# [所给摘录]
******

NCHW = 1,  //!< NCHW layout for input / output blobs
NHWC = 2,  //!< NHWC layout for input / output blobs
NCDHW = 3,  //!< NCDHW layout for input / output blobs
NDHWC = 4,  //!< NDHWC layout for input / output blobs

精度参数可以从openvino/inference_engine/include/ie_precision.hpp查询，目前支持的精度参数方式如下：

enum ePrecision : uint8_t {
    UNSPECIFIED = 255, /**< Unspecified value. Used by default */
    MIXED = 0,         /**< Mixed value. Can be received from network. No applicable for tensors */
    FP32 = 10,         /**< 32bit floating point value */
    FP16 = 11,         /**< 16bit floating point value */
    Q78 = 20,          /**< 16bit specific signed fixed point precision */
    I16 = 30,          /**< 16bit signed integer value */
    U8 = 40,           /**< 8bit unsigned integer value */
    I8 = 50,           /**< 8bit signed integer value */
    U16 = 60,          /**< 16bit unsigned integer value */
    I32 = 70,          /**< 32bit signed integer value */
    I64 = 72,          /**< 64bit signed integer value */
    U64 = 73,          /**< 64bit unsigned integer value */
    BIN = 71,          /**< 1bit integer value */
    BOOL = 41,         /**< 8bit bool type */
    CUSTOM = 80        /**< custom precision has it's own name and size of elements */
};

输入数据的属性设置示例代码如下所示：

InputsDataMap inputInfo(network.getInputsInfo());
        
InputInfo::Ptr& input = inputInfo.begin()->second;
auto inputName = inputInfo.begin()->first;

// 设置精度和数据排列方式
input->setPrecision(Precision::U8);
input->getInputData()->setLayout(Layout::NCHW);

// 设置 BatchSize 大小
ICNNNetwork::InputShapes inputShapes = network.getInputShapes();
SizeVector& inSizeVector = inputShapes.begin()->second;
inSizeVector[0] = 1;  // set batch to 1
network.reshape(inputShapes);

输出数据的属性设置示例代码如下所示：

OutputsDataMap outputInfo(network.getOutputsInfo());
for (auto &output : outputInfo) {
    // 设置精度和数据的排列方式
    output.second->setPrecision(Precision::FP32);
    output.second->setLayout(Layout::NCHW);
}

加载神经网络

加载神经网路是将网络编译并加载到设备上，使用的函数接口为 Core::LoadNetwork，其函数声明如下所示：

ExecutableNetwork LoadNetwork(
const CNNNetwork network, const std::string& deviceName,
const std::map<std::string, std::string>& config = std::map<std::string, std::string>());
// network：在步骤二读取中间表示中创建的网络
// deviceName：执行推理的设备名称
// config：设备配置属性，可选参数，该属性也可以通过 SetConfig 来设置所有设备属性

该函数的用法如下所示：

ExecutableNetwork executable_network = ie.LoadNetwork(network, device_name, configure);

LoadNetwork 所执行的加载动作实现代码存在于设备的 Plugin 插件中，也就是plugins.xml文件中设置的 so 动态库，入口函数为 CreatePluginEngine。

******

来自数据源的记录
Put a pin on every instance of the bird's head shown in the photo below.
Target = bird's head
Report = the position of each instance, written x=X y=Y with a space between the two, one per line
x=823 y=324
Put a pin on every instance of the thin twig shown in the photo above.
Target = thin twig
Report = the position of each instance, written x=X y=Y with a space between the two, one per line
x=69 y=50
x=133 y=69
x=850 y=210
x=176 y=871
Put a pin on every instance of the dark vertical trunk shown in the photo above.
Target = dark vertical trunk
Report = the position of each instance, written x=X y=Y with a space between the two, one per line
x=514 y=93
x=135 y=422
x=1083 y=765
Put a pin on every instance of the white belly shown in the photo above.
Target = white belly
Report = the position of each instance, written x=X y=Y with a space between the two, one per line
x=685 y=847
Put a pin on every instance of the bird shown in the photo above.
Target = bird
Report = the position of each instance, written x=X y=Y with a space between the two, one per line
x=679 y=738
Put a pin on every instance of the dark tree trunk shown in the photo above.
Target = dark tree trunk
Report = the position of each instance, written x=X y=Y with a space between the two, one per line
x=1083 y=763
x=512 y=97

******

# [要做的事]
1 - 根据所给摘录，说明 Core::LoadNetwork 的作用，并指出它所执行的加载动作的实现代码位于何处。
2 - 从所给摘录关于 OpenVINO 加载神经网络的最后一句之后接着往下写。

# [逐项结果]
1 - Core::LoadNetwork 的作用是把网络编译并加载到设备上。它所执行的加载动作的实现代码位于设备的 Plugin 插件中，也就是 plugins.xml 文件中设置的 so 动态库，入口函数为 CreatePluginEngine。

2 -
加载神经网络

在执行推理之前需要设置网络的输入数据，通过 GetBlob 函数获取 Blob 指针，然后将输入数据拷贝到设备内存上，在openvino/inference_engine/sample中提供了一种通用的数据拷贝方式matU8ToBlob，首先在宿主机上实现图像的缩放，然后将其拷贝到设备内存，其调用过程如下：

// infer_request 在下面`执行推理过程`时讲述
Blob::Ptr input = infer_request.GetBlob(input_name);
for (size_t b = 0; b < batch_size; b++) {
    matU8ToBlob<uint8_t>(image, input, b);
}

matU8ToBlob 函数位于openvino/inference_engine/samples/cpp/common/samples/ocv_common.hpp 头文件内，其实现代码如下所示

template <typename T>
void matU8ToBlob(const cv::Mat& orig_image, InferenceEngine::Blob::Ptr& blob, int batchIndex = 0) {
    // orig_image：原始图像
    // blob：输入数据内存
    // batchIndex：批处理的index

   // 首先读取网路尺寸
    InferenceEngine::SizeVector blobSize = blob->getTensorDesc().getDims();
    const size_t width = blobSize[3];
    const size_t height = blobSize[2];
    const size_t channels = blobSize[1];
    if (static_cast<size_t>(orig_image.channels()) != channels) {
        THROW_IE_EXCEPTION << "The number of channels for net input and image must match";
    }
    T* blob_data = blob->buffer().as<T*>();

    // CPU下执行原图的缩放
    cv::Mat resized_image(orig_image);
    if (static_cast<int>(width) != orig_image.size().width ||
            static_cast<int>(height) != orig_image.size().height) {
        cv::resize(orig_image, resized_image, cv::Size(width, height));
    }

    // 获得内存中数据偏移位移
    int batchOffset = batchIndex * width * height * channels;

    // 完成数据从宿主机到设备的拷贝过程，仅支持单通道或者三通道输入数据推理
    if (channels == 1) {
        for (size_t  h = 0; h < height; h++) {
            for (size_t w = 0; w < width; w++) {
                blob_data[batchOffset + h * width + w] = resized_image.at<uchar>(h, w);
            }
        }
    } else if (channels == 3) {
        for (size_t c = 0; c < channels; c++) {
            for (size_t  h = 0; h < height; h++) {
                for (size_t w = 0; w < width; w++) {
                    blob_data[batchOffset + c * width * height + h * width + w] =
                            resized_image.at<cv::Vec3b>(h, w)[c];
                }
            }
        }
    } else {
        THROW_IE_EXCEPTION << "Unsupported number of channels";
    }
}

Blob 类是 OpenVINO 的基础数据单元，其头文件为openvino/inference_engine/include/ie_blob.h，网络输入输出数据的传递是通过 Blob 类来实现的。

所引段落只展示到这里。